* Directions for this task
Beginning at the line with "of the quatrefoil", output each line to the end of the listing below exactly, please.

[Dataset excerpts on object pointing]

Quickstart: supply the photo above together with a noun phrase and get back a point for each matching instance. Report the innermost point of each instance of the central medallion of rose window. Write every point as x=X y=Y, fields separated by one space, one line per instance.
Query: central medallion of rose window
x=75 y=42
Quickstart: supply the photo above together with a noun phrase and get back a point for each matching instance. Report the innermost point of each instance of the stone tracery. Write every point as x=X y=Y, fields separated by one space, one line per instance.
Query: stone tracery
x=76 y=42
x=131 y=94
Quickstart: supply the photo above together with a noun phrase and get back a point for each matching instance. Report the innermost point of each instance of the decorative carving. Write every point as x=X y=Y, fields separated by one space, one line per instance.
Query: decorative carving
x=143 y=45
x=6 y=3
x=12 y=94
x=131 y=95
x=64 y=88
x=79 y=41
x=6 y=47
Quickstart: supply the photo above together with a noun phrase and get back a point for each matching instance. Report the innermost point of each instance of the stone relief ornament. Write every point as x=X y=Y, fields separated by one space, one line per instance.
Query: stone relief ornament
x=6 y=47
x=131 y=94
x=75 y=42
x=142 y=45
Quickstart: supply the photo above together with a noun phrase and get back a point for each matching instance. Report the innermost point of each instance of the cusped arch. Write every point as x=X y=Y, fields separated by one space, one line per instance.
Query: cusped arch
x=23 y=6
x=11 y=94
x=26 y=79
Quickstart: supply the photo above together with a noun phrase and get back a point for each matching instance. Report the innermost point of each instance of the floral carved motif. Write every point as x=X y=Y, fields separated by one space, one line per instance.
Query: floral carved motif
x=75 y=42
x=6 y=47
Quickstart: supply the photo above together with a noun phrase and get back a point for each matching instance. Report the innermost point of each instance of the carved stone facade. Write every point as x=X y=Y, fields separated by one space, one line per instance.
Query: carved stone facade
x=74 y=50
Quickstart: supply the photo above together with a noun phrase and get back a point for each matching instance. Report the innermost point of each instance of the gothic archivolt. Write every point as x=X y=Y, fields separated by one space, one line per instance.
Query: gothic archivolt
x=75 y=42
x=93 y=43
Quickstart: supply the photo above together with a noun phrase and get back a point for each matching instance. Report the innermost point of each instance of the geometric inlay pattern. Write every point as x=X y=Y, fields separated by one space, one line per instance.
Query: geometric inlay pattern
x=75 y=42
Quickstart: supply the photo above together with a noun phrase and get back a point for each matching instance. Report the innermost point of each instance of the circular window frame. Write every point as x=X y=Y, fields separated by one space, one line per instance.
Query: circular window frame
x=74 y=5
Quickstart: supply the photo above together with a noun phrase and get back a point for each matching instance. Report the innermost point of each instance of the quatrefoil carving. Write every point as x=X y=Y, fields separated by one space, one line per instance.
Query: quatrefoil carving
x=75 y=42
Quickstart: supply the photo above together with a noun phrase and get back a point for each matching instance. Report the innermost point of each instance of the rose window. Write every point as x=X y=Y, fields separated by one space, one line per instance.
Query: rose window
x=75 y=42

* The reply
Quickstart: supply the photo above together with a noun phrase and get back a point for each matching instance. Report the innermost point of each instance of the quatrefoil carving. Write every point as x=X y=Y, fields separated by one space, one line per instance.
Query: quatrefoil carving
x=75 y=42
Quickstart: supply the photo above together with a noun phrase and get back a point for each matching instance. Report the innermost point of each instance of the rose window. Write every point as x=X y=Y, fields separated by one space, one line per instance.
Query: rose window
x=75 y=42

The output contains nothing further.